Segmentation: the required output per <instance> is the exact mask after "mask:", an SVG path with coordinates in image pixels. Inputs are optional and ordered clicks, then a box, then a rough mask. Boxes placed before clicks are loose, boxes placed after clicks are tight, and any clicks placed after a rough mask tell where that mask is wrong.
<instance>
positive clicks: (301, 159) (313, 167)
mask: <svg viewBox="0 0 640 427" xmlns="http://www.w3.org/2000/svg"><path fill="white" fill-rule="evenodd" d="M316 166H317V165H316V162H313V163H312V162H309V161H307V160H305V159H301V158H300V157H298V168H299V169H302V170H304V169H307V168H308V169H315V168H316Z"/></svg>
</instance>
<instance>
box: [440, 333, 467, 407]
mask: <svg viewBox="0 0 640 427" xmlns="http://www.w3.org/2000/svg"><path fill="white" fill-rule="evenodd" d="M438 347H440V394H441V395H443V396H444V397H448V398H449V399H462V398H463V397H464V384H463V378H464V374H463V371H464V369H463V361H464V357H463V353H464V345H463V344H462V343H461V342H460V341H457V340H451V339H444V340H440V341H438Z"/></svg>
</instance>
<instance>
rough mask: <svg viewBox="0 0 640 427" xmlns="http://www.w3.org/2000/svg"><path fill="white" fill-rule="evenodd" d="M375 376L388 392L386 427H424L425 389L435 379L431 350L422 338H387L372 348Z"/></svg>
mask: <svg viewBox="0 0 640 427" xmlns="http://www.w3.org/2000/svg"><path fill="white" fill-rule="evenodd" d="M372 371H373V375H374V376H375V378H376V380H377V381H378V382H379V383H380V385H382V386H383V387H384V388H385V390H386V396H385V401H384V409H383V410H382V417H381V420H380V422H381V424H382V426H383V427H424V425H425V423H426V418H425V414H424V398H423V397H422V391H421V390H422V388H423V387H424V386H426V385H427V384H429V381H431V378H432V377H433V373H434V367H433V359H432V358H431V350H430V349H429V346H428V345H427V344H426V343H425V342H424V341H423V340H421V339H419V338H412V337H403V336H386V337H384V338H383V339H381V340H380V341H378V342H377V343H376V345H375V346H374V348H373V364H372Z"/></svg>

+ + + +

Try it: Every entry needs to be copied exactly as it was written.

Response:
Segmentation: the required output per <instance> is the exact mask after "mask:", an SVG path with coordinates in image pixels. Inputs are optional and ordered clicks, then a box, then a rough mask. Boxes placed before clicks are loose, boxes placed after clicks are tight, and any clicks placed after a rough mask tell where that mask is wrong.
<instance>
positive clicks: (301, 159) (313, 167)
mask: <svg viewBox="0 0 640 427" xmlns="http://www.w3.org/2000/svg"><path fill="white" fill-rule="evenodd" d="M316 166H317V165H316V162H313V163H312V162H309V161H307V160H305V159H301V158H300V157H298V168H299V169H302V170H304V169H307V168H308V169H315V168H316Z"/></svg>
</instance>
<instance>
box: [440, 333, 467, 407]
mask: <svg viewBox="0 0 640 427" xmlns="http://www.w3.org/2000/svg"><path fill="white" fill-rule="evenodd" d="M438 347H440V394H441V395H443V396H444V397H448V398H449V399H462V398H463V397H464V384H463V378H464V374H463V371H464V369H463V361H464V357H463V353H464V345H463V344H462V343H461V342H460V341H457V340H451V339H444V340H440V341H438Z"/></svg>
</instance>
<instance>
rough mask: <svg viewBox="0 0 640 427" xmlns="http://www.w3.org/2000/svg"><path fill="white" fill-rule="evenodd" d="M375 376L388 392L386 427H424L425 389L435 379L431 350L422 338H387L372 348Z"/></svg>
mask: <svg viewBox="0 0 640 427" xmlns="http://www.w3.org/2000/svg"><path fill="white" fill-rule="evenodd" d="M372 371H373V375H374V376H375V378H376V380H377V381H378V382H379V383H380V385H382V386H383V387H384V388H385V390H386V396H385V401H384V409H383V410H382V417H381V420H380V422H381V424H382V426H383V427H424V425H425V423H426V418H425V414H424V398H423V397H422V391H421V390H422V388H423V387H424V386H426V385H427V384H429V381H431V378H432V377H433V373H434V367H433V359H432V358H431V350H430V349H429V346H428V345H427V344H426V343H425V342H424V341H423V340H421V339H419V338H412V337H403V336H386V337H384V338H383V339H381V340H380V341H378V342H377V343H376V345H375V346H374V348H373V364H372Z"/></svg>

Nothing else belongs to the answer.